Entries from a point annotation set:
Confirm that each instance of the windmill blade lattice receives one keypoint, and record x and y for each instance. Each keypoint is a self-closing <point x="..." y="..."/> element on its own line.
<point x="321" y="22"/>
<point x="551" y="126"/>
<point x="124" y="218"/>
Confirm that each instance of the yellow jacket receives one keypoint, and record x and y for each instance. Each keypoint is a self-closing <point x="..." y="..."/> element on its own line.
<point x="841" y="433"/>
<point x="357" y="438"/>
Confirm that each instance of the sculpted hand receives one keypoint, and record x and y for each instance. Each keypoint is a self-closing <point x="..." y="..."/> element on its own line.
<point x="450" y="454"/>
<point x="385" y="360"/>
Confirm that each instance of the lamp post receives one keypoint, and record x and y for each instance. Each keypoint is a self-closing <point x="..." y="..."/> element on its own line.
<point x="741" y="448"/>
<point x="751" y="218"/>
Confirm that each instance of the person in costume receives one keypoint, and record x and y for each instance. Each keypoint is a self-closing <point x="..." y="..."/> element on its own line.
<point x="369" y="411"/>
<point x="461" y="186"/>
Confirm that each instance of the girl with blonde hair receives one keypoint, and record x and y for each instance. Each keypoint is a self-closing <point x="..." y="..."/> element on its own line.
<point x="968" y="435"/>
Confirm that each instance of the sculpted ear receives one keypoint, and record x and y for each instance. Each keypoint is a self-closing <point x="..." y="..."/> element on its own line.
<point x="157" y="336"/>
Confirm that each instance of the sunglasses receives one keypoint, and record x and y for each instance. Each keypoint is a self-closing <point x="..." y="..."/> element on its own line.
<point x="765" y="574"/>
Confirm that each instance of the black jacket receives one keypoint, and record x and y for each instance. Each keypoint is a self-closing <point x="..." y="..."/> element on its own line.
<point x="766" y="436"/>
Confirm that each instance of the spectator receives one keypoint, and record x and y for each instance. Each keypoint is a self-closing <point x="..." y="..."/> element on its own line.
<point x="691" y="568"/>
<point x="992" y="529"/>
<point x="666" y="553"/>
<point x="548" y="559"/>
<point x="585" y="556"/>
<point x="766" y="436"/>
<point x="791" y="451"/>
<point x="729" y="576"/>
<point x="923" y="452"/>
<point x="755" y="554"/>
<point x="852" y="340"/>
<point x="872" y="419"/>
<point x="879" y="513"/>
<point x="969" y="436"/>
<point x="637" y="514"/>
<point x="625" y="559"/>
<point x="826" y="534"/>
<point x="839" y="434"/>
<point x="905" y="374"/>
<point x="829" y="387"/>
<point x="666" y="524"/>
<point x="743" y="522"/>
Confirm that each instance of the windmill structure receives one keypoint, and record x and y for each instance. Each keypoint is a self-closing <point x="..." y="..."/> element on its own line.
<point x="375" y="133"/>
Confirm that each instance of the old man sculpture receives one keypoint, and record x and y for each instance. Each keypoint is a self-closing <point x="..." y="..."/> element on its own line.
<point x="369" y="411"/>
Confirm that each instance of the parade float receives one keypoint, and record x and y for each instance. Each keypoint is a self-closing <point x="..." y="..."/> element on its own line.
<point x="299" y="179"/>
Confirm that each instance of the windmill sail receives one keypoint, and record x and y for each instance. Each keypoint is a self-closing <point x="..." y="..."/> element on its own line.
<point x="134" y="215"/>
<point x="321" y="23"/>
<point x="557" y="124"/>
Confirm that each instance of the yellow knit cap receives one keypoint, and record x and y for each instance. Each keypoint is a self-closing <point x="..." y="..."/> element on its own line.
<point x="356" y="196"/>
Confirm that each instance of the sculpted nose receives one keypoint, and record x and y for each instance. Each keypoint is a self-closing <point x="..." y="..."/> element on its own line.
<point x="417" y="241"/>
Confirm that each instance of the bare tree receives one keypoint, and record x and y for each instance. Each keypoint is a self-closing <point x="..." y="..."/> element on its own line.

#### Task brief
Print the records above exactly as they appear.

#### Task response
Confirm that each instance of the windmill blade lattice receives one keypoint, and record x and y for each instance. Each keypoint is a self-closing <point x="..." y="..."/> element on its own line.
<point x="321" y="22"/>
<point x="551" y="126"/>
<point x="124" y="218"/>
Confirm that each instance of the yellow jacket receives one keypoint, and record x and y for each instance. Each keypoint is a self-closing <point x="..." y="..."/> element on its own line.
<point x="841" y="433"/>
<point x="357" y="438"/>
Confirm that each instance of the sculpted hand receives one keypoint, and record x and y for each instance. Each keypoint is a self-closing <point x="..." y="..."/> element on its own line.
<point x="450" y="454"/>
<point x="385" y="360"/>
Confirm that each instance of the lamp post receives one keypoint, and record x and y for each instance. Each keypoint is a self-closing <point x="..." y="..."/> element on its own line.
<point x="741" y="448"/>
<point x="751" y="218"/>
Confirm that each instance of the person in costume receives one keypoint, and record x and y for each instance. Each keypoint is a self-closing <point x="..." y="..."/> element on its own line.
<point x="369" y="411"/>
<point x="461" y="186"/>
Confirm that each instance of the girl with blonde hair receives one keypoint, and record x and y for each instance. Each keypoint is a self-closing <point x="..." y="..."/> element on its own line.
<point x="968" y="435"/>
Confirm that each instance of the sculpted ear receives one keypoint, and record x and y for each instance. Each keypoint is a self-closing <point x="..." y="..."/> element on its own line.
<point x="157" y="336"/>
Confirm that each instance of the sunglasses receives one keypoint, and record x and y for each instance. Each keypoint is a self-closing <point x="..." y="..."/> element on its own line.
<point x="765" y="574"/>
Confirm that each instance of the black jacket receives one keypoint, and record x and y for each instance. Each keypoint is a self-closing <point x="..." y="..."/> element on its own line.
<point x="766" y="436"/>
Confirm that each instance of the spectator receives one keypoint, and record x and y for each instance. Each keypoint is a self-closing <point x="..." y="..."/> element on its own line.
<point x="691" y="568"/>
<point x="992" y="529"/>
<point x="666" y="553"/>
<point x="548" y="559"/>
<point x="585" y="556"/>
<point x="766" y="436"/>
<point x="791" y="451"/>
<point x="729" y="576"/>
<point x="923" y="452"/>
<point x="755" y="554"/>
<point x="852" y="340"/>
<point x="872" y="419"/>
<point x="879" y="513"/>
<point x="969" y="436"/>
<point x="637" y="514"/>
<point x="625" y="559"/>
<point x="826" y="534"/>
<point x="839" y="434"/>
<point x="905" y="374"/>
<point x="829" y="387"/>
<point x="666" y="524"/>
<point x="743" y="522"/>
Confirm that each instance of the windmill structure receives one keypoint, and record x and y for each instance. Each keypoint is a self-closing <point x="..." y="..."/> element on its own line.
<point x="375" y="133"/>
Confirm that each instance of the old man sculpture receives one keypoint, and record x and y for each instance. Each keypoint is a self-closing <point x="..." y="..."/> element on its own line.
<point x="369" y="411"/>
Confirm that each instance of the parade float receives one keypoint, and record x and y for each instance. Each keypoint is a self-closing <point x="..." y="..."/> element on its own line.
<point x="299" y="179"/>
Confirm that each instance of the windmill sail receives one keypoint, and record x and y for each instance. Each keypoint is a self-closing <point x="..." y="..."/> element on its own line.
<point x="134" y="215"/>
<point x="321" y="23"/>
<point x="557" y="124"/>
Confirm that each instance of the yellow knit cap receives one keypoint, and record x and y for each instance. Each keypoint is a self-closing <point x="..." y="..."/> element on its own line.
<point x="356" y="196"/>
Confirm that each instance of the sculpted nose receives one keypoint, and record x and y for each instance. Each keypoint is a self-closing <point x="..." y="..."/> element on its own line.
<point x="417" y="241"/>
Confirm that each instance of the bare tree receives one keypoint, and record x and y for each instance. Each keypoint is a self-closing <point x="..." y="..."/> element on its own line.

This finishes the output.